Procurando explorar essa ligação, Amy Belfi, professora associada da Universidade de Ciência e Tecnologia do Missouri (EUA), elaborou um estudo que comparou as memórias evocadas por canções populares com aquelas evocadas por imagens de celebridades. Ela descobriu que era muito mais provável que a música trouxesse detalhes autobiográficos vívidos do que as imagens.

— Acho que a música é capaz de provocar essas respostas emocionais que também facilitam a recuperação da memória — afirma Belfi, tentando explicar por que a musicoterapia pode ajudar a melhorar a cognição e a qualidade de vida em pessoas com demência.

Diferentes estudos descobriram que a música também afeta nossos corpos de outras maneiras: canções com andamentos rápidos podem ser estimulantes, por exemplo, e música lenta ou meditativa pode ajudar as pessoas a relaxar. Além disso, tanto ouvir música quanto cantar podem reduzir os níveis de cortisol, hormônio que o corpo libera quando está sob estresse. E o prazer que sentimos ao ouvir música pode produzir dopamina, um neurotransmissor que influencia os centros de recompensa do cérebro.

Assim, como a musicoterapia é tão interativa — os clientes muitas vezes tocam instrumentos com o terapeuta ou escrevem letras juntos —, ela permite a autoexpressão tanto individualmente quanto em um ambiente comunitário, segundo Kenneth Aigen, diretor de musicoterapia da Escola de Cultura, Educação e Desenvolvimento Humano, da Universidade de Nova York.

A música tem sido uma força motriz ao longo da vida de Aigen. Nos últimos 14 anos, ele tocou teclado em um grupo que faz tributo à banda Grateful Dead. Ele deseja que seus clientes descubram o poder de se comunicar e colaborar com outras pessoas por meio da música, assim como ele fez, seja em sessões de grupo ou em reuniões individuais com um terapeuta.

— Quando você se junta a outros seres humanos através da música, não há outra experiência igual — afirma o diretor. — Acho que isso muda completamente a forma como você pensa sobre si mesmo — acrescenta.

Para Kerry Devlin, musicoterapeuta sênior que trabalha com pacientes graves no Hospital Johns Hopkins, em Baltimore (Maryland, EUA), a música é uma ferramenta terapêutica para compartilhar espaço com as pessoas durante alguns dos piores momentos de suas vidas.

Uma sessão pode dar aos pacientes uma sensação de autonomia e ajudá-los a “se reconectarem com sua própria humanidade no que muitas vezes parece ser um ambiente realmente estéril e assustador”, de acordo com Devlin.

Ao prestar cuidados paliativos, por exemplo, ela usa um estetoscópio especial para registrar os batimentos cardíacos do paciente e, em seguida, trabalha com a pessoa e, às vezes, também com sua família para selecionar uma música significativa e adicionar letras ou harmonias personalizadas.

— Usamos os batimentos cardíacos dessa pessoa como pulso rítmico. Este é um pedaço da vida deles, registrado para todo o sempre, o que é um grande presente — conta a musicoterapeuta.

Como surgiu a musicoterapia?

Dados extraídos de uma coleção
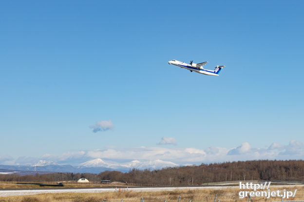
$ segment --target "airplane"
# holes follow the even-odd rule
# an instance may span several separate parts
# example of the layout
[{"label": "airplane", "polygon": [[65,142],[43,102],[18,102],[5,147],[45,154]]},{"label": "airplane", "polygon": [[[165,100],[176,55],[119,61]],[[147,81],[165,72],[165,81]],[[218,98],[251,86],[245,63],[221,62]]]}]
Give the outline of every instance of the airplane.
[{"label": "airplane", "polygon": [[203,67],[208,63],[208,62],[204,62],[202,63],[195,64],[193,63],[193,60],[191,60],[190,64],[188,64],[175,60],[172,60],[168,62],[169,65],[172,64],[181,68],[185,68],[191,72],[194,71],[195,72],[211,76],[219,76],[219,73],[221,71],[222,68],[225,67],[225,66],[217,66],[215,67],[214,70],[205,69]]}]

* * *

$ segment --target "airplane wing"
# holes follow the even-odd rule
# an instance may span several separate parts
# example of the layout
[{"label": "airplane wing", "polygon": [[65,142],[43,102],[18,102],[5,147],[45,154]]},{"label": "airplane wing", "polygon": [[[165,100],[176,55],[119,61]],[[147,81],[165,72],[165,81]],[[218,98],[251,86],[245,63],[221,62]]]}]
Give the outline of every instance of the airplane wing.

--

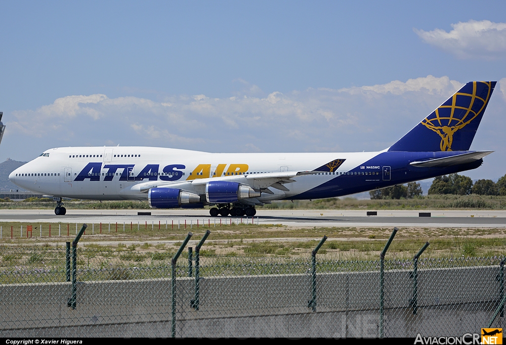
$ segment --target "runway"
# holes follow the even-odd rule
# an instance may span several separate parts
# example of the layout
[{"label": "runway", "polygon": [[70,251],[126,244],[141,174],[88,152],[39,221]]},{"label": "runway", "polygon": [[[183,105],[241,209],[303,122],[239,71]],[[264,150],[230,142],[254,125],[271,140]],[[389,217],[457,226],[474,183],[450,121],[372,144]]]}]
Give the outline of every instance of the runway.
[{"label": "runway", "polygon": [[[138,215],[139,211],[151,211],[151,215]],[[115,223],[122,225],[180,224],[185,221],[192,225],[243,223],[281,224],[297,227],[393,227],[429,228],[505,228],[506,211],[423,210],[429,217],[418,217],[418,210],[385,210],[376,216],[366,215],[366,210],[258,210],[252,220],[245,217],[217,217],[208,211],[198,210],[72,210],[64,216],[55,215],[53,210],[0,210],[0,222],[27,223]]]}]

> [LISTA DE TAREFAS]
a: Segundo o trecho sobre musicoterapia, em que hospital trabalha Kerry Devlin?
b: Indique se cada afirmação concorda com o trecho sobre musicoterapia, respondendo sim ou não e citando as palavras decisivas do texto: (i) o estudo de Amy Belfi comparou memórias evocadas por canções populares com memórias evocadas por imagens de celebridades; (ii) Kenneth Aigen tocou guitarra em um grupo de tributo ao Grateful Dead; (iii) ouvir música pode reduzir os níveis de cortisol.
c: De acordo com o trecho sobre musicoterapia, por que a musicoterapia permite a autoexpressão tanto individualmente quanto em um ambiente comunitário?

> [RESPOSTAS NUMERADAS]
a: No Hospital Johns Hopkins, em Baltimore (Maryland, EUA).

b:
(i) Sim: "comparou as memórias evocadas por canções populares com aquelas evocadas por imagens de celebridades".
(ii) Não: "ele tocou teclado em um grupo que faz tributo à banda Grateful Dead".
(iii) Sim: "tanto ouvir música quanto cantar podem reduzir os níveis de cortisol".

c: Segundo Kenneth Aigen, isso ocorre porque a musicoterapia é muito interativa. Os clientes muitas vezes tocam instrumentos com o terapeuta ou escrevem letras junto com ele.